[PROVIDED RECORDS — start]
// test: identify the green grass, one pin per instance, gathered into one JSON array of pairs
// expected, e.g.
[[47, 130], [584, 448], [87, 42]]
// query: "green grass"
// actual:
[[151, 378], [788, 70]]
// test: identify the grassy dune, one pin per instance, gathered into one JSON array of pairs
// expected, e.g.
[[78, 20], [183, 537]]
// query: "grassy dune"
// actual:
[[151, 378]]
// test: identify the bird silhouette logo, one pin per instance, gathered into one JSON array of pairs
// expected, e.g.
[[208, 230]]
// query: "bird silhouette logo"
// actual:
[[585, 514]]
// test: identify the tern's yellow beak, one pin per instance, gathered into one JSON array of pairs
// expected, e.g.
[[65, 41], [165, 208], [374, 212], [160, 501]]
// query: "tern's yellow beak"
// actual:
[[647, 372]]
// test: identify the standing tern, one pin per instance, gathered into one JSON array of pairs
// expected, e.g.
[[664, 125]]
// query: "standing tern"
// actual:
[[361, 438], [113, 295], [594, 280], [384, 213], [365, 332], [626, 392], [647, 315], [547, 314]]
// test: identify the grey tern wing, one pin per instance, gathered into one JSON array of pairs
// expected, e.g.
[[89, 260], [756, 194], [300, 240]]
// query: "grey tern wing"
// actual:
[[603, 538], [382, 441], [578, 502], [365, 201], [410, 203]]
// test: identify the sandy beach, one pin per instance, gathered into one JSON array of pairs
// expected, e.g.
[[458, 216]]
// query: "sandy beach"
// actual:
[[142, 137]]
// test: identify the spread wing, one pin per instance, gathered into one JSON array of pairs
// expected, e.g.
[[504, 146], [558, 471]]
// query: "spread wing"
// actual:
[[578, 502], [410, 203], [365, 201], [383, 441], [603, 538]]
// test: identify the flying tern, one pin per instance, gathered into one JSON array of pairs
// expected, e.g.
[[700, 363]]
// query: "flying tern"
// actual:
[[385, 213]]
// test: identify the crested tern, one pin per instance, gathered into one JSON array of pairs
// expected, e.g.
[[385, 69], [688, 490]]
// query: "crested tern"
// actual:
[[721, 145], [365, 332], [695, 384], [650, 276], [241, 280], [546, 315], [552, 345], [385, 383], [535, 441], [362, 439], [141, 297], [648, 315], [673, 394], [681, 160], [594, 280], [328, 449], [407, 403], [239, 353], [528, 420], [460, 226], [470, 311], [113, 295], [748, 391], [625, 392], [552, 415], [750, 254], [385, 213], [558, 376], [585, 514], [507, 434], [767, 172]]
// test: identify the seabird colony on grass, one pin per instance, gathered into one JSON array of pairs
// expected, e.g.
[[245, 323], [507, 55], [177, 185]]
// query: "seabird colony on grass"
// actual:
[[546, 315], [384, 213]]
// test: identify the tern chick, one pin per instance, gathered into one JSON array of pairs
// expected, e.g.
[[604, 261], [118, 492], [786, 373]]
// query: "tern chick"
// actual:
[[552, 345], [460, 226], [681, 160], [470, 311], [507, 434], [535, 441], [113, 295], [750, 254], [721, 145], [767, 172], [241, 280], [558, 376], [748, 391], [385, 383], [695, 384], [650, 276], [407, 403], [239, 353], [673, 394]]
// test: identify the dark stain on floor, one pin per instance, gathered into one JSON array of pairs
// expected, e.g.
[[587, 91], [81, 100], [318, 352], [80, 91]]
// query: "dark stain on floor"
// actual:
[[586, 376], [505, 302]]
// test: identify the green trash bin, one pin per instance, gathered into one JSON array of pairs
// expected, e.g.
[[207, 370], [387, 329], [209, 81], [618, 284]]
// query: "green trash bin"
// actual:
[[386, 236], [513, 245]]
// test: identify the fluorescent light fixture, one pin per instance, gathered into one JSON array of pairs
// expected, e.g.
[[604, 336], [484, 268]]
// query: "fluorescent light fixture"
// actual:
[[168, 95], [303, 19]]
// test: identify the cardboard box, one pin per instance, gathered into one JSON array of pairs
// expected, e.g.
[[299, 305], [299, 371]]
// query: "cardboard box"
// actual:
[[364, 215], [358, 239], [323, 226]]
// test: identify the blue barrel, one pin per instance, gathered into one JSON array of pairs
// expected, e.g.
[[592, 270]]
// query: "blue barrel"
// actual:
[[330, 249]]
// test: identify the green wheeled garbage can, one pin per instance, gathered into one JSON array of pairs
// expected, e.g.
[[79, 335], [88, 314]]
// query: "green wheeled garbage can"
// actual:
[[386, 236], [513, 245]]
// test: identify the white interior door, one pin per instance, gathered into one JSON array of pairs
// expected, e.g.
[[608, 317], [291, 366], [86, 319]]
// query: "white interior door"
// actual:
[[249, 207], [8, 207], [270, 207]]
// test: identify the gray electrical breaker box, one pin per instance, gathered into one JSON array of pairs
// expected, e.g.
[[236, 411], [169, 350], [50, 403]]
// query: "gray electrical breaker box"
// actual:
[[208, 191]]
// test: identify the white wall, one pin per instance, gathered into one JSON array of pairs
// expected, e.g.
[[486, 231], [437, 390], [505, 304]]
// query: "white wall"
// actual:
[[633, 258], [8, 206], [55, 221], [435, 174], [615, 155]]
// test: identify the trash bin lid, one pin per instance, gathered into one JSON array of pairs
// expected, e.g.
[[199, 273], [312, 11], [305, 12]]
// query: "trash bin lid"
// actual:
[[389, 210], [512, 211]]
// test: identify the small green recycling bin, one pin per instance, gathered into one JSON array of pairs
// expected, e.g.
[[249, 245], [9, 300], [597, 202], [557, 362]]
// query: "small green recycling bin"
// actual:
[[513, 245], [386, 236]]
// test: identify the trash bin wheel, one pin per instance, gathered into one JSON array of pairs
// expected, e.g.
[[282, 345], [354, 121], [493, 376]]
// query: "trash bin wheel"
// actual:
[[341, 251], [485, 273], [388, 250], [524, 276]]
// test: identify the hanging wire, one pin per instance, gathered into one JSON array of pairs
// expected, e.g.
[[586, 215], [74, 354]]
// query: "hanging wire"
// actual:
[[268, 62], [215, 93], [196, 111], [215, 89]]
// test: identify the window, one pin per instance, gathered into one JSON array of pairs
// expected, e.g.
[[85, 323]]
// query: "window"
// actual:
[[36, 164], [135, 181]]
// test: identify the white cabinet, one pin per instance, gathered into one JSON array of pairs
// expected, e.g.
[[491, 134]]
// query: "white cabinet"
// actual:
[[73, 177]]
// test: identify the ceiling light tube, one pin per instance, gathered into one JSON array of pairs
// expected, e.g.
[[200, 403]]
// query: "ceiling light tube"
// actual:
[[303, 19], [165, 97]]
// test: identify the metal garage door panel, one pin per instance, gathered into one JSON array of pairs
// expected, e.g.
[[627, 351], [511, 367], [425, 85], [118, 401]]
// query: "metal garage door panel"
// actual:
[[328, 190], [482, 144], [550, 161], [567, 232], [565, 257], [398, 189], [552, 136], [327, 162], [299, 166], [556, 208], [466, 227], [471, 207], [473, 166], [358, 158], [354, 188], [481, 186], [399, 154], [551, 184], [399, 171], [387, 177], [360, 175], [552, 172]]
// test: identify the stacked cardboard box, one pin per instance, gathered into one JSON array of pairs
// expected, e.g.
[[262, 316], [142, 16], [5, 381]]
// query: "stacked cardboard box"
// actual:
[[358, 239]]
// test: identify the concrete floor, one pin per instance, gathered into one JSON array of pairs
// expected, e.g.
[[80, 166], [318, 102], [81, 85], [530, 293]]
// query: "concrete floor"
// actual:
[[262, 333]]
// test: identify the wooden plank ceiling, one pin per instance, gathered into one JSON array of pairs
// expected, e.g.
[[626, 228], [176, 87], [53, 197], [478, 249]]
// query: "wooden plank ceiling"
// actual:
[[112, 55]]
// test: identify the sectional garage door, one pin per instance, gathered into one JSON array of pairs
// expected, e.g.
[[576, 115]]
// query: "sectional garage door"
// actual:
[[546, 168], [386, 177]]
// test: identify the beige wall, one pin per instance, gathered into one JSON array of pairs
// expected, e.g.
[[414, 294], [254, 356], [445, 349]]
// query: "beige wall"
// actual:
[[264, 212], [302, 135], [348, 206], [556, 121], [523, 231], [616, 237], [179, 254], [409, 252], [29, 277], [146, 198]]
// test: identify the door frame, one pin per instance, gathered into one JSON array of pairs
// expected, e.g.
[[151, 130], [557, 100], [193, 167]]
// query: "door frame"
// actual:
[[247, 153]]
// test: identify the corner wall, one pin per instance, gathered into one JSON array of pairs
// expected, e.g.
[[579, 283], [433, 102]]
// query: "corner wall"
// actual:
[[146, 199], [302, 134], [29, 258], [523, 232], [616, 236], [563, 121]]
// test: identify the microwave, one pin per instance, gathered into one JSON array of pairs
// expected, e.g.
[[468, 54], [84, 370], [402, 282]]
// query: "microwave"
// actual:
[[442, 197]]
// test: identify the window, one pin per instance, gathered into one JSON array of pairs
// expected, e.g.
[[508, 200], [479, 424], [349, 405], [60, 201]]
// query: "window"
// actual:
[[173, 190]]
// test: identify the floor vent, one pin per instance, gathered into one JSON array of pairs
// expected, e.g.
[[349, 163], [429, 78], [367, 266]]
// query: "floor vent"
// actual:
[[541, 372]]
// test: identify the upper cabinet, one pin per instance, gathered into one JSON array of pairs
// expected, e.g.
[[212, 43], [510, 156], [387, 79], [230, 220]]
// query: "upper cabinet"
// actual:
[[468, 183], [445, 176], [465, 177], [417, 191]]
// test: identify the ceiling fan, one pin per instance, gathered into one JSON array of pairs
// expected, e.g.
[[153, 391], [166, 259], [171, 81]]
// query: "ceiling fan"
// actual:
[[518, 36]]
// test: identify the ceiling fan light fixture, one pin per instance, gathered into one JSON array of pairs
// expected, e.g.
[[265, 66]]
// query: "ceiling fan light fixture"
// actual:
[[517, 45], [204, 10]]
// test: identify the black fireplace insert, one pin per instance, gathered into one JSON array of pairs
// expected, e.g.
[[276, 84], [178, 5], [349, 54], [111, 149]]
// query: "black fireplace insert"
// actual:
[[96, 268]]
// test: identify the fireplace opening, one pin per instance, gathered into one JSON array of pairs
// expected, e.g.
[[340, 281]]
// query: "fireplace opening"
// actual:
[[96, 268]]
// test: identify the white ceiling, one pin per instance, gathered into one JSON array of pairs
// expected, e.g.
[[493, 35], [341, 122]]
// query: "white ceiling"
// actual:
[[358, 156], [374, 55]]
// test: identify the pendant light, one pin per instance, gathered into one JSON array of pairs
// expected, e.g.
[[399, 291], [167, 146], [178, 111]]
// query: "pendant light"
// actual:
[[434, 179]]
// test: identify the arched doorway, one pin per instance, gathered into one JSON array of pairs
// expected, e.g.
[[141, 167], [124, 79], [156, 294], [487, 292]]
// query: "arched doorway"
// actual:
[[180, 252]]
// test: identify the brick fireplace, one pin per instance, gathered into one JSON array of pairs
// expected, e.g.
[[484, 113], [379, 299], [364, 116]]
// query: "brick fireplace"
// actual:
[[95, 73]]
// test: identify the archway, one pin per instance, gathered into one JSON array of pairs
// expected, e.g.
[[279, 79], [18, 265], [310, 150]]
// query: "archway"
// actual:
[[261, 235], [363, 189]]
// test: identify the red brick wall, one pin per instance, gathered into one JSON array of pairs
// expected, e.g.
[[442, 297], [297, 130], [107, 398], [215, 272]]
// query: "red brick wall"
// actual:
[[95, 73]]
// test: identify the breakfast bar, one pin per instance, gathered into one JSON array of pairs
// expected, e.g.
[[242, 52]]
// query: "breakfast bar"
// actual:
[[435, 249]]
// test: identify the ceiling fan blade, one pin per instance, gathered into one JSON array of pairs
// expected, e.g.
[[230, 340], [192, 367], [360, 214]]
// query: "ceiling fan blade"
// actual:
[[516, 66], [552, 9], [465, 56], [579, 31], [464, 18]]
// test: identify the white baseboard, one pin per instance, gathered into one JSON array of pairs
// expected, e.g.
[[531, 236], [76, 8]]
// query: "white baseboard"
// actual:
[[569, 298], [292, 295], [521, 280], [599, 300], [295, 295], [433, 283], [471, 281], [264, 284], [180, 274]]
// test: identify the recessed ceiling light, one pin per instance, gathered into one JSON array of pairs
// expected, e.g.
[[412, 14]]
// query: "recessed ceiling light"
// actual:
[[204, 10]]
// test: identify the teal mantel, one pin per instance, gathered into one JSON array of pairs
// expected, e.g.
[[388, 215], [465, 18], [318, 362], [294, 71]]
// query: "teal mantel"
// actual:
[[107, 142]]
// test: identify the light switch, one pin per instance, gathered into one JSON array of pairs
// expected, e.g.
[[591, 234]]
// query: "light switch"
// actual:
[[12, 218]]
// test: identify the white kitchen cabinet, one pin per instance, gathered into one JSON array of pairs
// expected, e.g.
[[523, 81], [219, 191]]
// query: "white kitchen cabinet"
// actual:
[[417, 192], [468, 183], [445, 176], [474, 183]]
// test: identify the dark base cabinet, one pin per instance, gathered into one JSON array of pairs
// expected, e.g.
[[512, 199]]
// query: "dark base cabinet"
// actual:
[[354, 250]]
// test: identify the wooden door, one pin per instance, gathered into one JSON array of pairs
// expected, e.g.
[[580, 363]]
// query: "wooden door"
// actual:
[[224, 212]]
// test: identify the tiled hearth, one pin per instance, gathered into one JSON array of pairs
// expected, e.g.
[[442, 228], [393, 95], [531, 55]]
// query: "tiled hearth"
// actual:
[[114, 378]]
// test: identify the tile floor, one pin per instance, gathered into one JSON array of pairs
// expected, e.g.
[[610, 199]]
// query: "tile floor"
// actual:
[PROVIDED RECORDS — finish]
» **REQUIRED ACTION**: Beginning with the very first line of the records above, please retype each line through the one that has "[[664, 125]]", and add nothing.

» **TASK ANSWER**:
// test: identify the green grass, one pin per instance, gathered into one JSON array of pairs
// expected, e.g.
[[47, 130], [584, 448], [87, 42]]
// query: "green grass"
// actual:
[[151, 378], [788, 70]]
// test: identify the grassy dune, one pin per instance, gathered into one JSON array of pairs
// expected, e.g.
[[78, 20], [183, 537]]
// query: "grassy dune"
// actual:
[[151, 378]]
// test: identify the bird silhouette logo, one pin per instance, gathered into one JSON array of pairs
// expected, e.g.
[[208, 230]]
// query: "bird silhouette logo"
// actual:
[[585, 514]]
// test: identify the tern's yellow beak, one pin per instance, gathered into one JSON array of pairs
// expected, e.g.
[[65, 41], [165, 208], [374, 212], [160, 501]]
// query: "tern's yellow beak"
// actual:
[[647, 372]]
// test: identify the standing tern, one pin per instance, gathered into one JSON array of pairs
// expected, e.g.
[[664, 125]]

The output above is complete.